- _Problem statement_: Write out every item below exactly as it appears, line for line, with no changes.
+++ Stored records +++
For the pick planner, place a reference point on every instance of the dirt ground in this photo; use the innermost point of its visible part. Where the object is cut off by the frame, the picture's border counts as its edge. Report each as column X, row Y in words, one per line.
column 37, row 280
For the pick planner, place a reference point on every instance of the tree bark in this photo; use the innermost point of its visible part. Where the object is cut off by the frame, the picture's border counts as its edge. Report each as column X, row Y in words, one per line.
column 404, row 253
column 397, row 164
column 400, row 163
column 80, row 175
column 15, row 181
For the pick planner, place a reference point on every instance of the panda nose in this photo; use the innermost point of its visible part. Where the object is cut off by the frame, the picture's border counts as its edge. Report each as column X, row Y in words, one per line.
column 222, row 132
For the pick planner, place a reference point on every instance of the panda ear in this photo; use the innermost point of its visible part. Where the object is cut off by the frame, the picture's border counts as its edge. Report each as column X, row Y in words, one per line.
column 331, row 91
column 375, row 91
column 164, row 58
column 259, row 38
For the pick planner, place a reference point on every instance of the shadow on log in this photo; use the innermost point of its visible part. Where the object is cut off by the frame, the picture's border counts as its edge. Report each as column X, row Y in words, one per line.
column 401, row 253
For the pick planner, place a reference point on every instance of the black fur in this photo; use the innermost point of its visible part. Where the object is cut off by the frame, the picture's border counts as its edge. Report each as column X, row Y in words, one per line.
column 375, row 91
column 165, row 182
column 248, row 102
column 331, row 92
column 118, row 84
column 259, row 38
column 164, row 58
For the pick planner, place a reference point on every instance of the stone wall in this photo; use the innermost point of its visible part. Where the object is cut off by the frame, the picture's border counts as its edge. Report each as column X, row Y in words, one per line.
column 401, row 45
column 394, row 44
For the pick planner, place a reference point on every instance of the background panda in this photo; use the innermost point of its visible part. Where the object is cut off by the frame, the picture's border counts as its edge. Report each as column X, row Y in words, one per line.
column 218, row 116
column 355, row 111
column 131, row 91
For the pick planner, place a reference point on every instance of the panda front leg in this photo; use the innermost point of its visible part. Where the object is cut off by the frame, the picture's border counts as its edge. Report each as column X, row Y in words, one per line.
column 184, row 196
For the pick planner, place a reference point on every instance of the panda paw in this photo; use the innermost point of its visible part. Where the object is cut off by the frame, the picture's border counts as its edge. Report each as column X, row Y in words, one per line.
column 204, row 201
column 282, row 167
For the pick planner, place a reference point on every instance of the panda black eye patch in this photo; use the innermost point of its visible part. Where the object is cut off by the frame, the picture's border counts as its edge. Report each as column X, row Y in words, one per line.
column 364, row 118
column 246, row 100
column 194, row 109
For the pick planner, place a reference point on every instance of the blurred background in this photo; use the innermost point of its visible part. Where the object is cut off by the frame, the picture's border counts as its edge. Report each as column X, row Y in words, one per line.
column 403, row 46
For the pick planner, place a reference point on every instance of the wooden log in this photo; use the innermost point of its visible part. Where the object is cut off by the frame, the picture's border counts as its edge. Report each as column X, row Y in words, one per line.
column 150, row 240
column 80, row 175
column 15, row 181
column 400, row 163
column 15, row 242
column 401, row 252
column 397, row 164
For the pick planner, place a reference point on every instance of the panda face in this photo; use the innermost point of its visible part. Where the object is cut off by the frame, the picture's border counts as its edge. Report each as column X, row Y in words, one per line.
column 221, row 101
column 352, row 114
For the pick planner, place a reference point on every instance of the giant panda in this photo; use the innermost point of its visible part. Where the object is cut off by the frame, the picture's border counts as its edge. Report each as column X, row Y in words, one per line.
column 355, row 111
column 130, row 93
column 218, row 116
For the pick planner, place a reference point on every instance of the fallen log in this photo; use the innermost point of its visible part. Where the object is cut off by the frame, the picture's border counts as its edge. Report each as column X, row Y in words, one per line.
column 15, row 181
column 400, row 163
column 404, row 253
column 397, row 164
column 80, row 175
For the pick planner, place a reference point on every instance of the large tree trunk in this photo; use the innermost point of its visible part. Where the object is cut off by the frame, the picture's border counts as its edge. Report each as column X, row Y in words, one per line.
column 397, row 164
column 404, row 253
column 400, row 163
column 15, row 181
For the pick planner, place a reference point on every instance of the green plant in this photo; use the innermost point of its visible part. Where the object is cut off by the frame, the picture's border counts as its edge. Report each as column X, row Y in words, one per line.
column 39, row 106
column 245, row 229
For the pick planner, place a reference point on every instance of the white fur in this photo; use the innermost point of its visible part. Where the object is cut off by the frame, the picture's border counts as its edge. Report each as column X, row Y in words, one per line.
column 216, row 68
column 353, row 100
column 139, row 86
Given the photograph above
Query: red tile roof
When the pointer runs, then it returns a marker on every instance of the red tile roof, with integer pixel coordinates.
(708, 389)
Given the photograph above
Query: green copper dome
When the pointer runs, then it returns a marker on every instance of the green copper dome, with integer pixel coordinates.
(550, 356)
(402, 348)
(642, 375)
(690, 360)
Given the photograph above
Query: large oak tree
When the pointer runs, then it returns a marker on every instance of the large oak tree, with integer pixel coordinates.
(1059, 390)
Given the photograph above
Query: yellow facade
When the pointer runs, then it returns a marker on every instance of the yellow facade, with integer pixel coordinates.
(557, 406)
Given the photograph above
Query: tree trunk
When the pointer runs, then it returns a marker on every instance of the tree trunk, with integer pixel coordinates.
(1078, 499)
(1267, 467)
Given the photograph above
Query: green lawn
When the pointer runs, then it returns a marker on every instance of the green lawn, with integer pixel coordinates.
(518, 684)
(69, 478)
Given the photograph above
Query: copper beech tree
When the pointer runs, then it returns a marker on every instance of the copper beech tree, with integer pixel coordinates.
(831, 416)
+++
- _Task result_:
For the pick planner, place a reference point on every instance of the dirt ground in this photo; use the innermost point of its visible part. Where the object is cut off by the frame, the picture's border counts as its edge. Report each as column X, row Y in words, one per line.
column 37, row 280
For the pick planner, place a reference point on every instance of the tree bark in this photo; use the innermost point of its visible part. Where the object is cut off by the frame, the picture's border counts as its edge. Report each as column X, row Y in words, one per line.
column 404, row 253
column 397, row 164
column 400, row 163
column 80, row 175
column 15, row 181
For the pick planner, place a reference point on every instance of the panda nose in this photo; use the innermost point of its visible part. Where the object is cut off by the frame, the picture's border counts as its edge. Report each as column X, row Y in words, one per line.
column 222, row 132
For the pick planner, place a reference point on every instance of the panda ear in this photo; use the innermost point of its visible part. Where the object is cut off by the frame, the picture's border counts as its edge. Report each as column X, row Y in words, one per line.
column 331, row 91
column 375, row 91
column 164, row 58
column 259, row 38
For the pick planner, place a reference point on every instance of the shadow on log in this photo; use the innermost point of its visible part. Where the object is cut off by the frame, the picture's border counts as its edge. Report each as column X, row Y in words, one per line.
column 401, row 253
For the pick planner, place a reference point on every instance of the black fur in this photo; use the innermost point of its visible part. Where the object is cut off by the frame, the picture's border counts as its edge. Report each as column X, row Y in words, one per line.
column 375, row 91
column 165, row 182
column 248, row 102
column 331, row 92
column 118, row 84
column 259, row 38
column 164, row 58
For the pick planner, place a reference point on every instance of the stone wall in this photo; use the innermost point of its visible part. Where the object is cut off by the frame, the picture's border counts as its edge. Report each as column X, row Y in words, one per line.
column 401, row 45
column 394, row 44
For the pick planner, place a reference point on every instance of the background panda in this photo; use the innermost point of its visible part. Where the object is cut off by the frame, the picture's border counts as its edge. Report each as column X, row Y in words, one per line.
column 218, row 116
column 355, row 111
column 131, row 91
For the pick planner, place a reference point on every instance of the panda front leg in this photo; use the innermost point of its visible part. Where the object is cut off by the frame, the picture's border counts as its edge. Report each as column X, row Y in words, one per line.
column 184, row 196
For the pick planner, place a reference point on every instance of the panda paw in this photo; use the innermost point of its visible part. Where the object is cut off by the frame, the picture's border counts as its edge. Report each as column X, row Y in words, one per line.
column 204, row 201
column 282, row 167
For the pick planner, place a reference point on every instance of the panda black eye patch in this photo; use the innermost point of its visible part. Where the object is cut off by the frame, the picture's border counts as its edge. Report each as column X, row Y in words, one per line.
column 364, row 118
column 246, row 100
column 194, row 109
For the pick planner, place a reference point on every instance of the blurred background in this photo; use the innermost point of its visible part. Where the object is cut off by the frame, the picture's border counts as its edge. Report each as column X, row Y in words, one per line.
column 403, row 46
For the pick planner, place a reference point on every instance of the wooden log in this photo; use the innermost point of its visible part. Where the object is cut off by the frame, the picture's border counts as its edge. Report each as column X, row Y in words, one per line.
column 150, row 240
column 80, row 175
column 15, row 181
column 400, row 163
column 15, row 242
column 401, row 252
column 397, row 164
For the pick planner, place a reference point on every instance of the panda face in this photo; use the innermost point of its visible part. Where the object is cut off by the frame, the picture's border counts as its edge. Report each as column X, row Y in words, one per line.
column 221, row 101
column 352, row 114
For the pick planner, place a reference point on every instance of the giant panda in this photo; use the innermost point of its visible part. Where the object is cut off by the frame, the picture's border counts as its edge. Report each as column X, row Y in words, one per line.
column 355, row 111
column 130, row 93
column 218, row 116
For the pick planner, place a reference point on every instance of the fallen log in this photo; use the innermost point of its visible part. Where the object is cut off by the frame, the picture's border counts as its edge. Report each as column X, row Y in words, one per line.
column 15, row 181
column 400, row 163
column 404, row 253
column 397, row 164
column 80, row 175
For the pick planner, place a reference point on every instance of the large tree trunk in this photo; use the innermost point of its visible part. Where the object is cut off by the frame, the picture's border counts as its edge. Report each as column X, row Y in words, one per line.
column 397, row 164
column 404, row 253
column 400, row 163
column 15, row 181
For the pick planner, place a reference point on every instance of the green plant in this photo; use the innermost point of its visible part. Where the object is cut off by the frame, the picture's border counts as its edge. Report each as column X, row Y in words, one per line.
column 39, row 106
column 245, row 229
For the pick planner, place a reference point on every instance of the white fur in this photo; use the innermost point of its visible part. Where the object is cut off by the frame, the picture's border counts as its edge. Report each as column X, row Y in words, one per line.
column 216, row 68
column 353, row 100
column 139, row 86
Given the photograph above
Query: red tile roof
When the pointer runs, then it returns a marker on every instance of the red tile roof, with integer pixel coordinates.
(708, 389)
Given the photograph above
Query: green copper dome
When the pointer runs, then it returns a marker on every instance of the green copper dome, with integer pixel coordinates.
(550, 356)
(402, 348)
(642, 375)
(690, 360)
Given the photograph above
Query: large oak tree
When the pointer runs, then it returns a marker on every instance of the large oak tree, with integer pixel coordinates.
(1059, 390)
Given the photograph above
Query: yellow facade
When the pointer runs, then it returns a marker on every instance of the yellow facade, with integer pixel coordinates.
(557, 406)
Given the photograph above
Query: tree trunk
When the pointer runs, then it returns a marker on every instance of the tree trunk, with integer pixel coordinates.
(1078, 499)
(1267, 467)
Given the photograph above
Query: green lawn
When the pointer runs, then it returns a marker on every instance of the green lawn, with integer pixel coordinates.
(518, 684)
(69, 478)
Given the photograph above
Query: copper beech tree
When the pointer runs, then it returns a marker on every instance of the copper beech tree, with integer pixel coordinates.
(831, 416)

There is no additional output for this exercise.